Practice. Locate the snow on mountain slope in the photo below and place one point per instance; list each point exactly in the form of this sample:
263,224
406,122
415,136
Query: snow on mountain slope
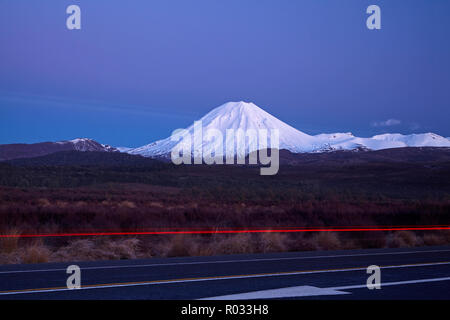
245,116
236,115
21,150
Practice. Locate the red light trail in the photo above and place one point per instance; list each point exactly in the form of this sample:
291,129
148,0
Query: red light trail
230,231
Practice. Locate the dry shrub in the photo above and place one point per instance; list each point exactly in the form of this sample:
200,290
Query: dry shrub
36,253
127,204
402,239
43,202
299,242
273,242
436,239
10,244
240,243
328,241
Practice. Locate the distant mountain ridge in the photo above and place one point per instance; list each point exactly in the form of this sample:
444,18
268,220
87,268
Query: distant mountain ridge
17,151
244,115
237,115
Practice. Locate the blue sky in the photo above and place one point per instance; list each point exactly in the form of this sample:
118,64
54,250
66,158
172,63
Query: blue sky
139,69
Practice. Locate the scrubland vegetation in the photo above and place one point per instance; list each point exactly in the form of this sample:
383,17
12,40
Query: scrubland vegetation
48,199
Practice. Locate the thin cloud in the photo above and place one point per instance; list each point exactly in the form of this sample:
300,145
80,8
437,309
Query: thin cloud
386,123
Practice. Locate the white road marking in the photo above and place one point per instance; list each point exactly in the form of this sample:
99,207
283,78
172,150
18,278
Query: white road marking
228,261
157,282
290,292
307,291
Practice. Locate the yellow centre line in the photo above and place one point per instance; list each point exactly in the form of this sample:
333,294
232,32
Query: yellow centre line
168,281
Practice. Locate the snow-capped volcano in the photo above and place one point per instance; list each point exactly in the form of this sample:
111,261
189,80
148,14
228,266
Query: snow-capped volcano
236,115
247,116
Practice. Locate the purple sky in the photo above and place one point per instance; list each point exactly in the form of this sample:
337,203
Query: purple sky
137,70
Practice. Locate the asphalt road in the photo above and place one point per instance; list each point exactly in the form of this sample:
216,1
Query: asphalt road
406,273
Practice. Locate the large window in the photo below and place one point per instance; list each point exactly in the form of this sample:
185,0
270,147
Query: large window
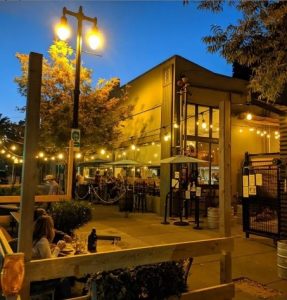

-- -- --

__Task requirements__. In the material above, find each line containing the word "window" and copy it.

__Exercise answer__.
Practice. Locate the large window in the photo below and place one point per instance; list each point exactly in the form of this sample:
Query: large window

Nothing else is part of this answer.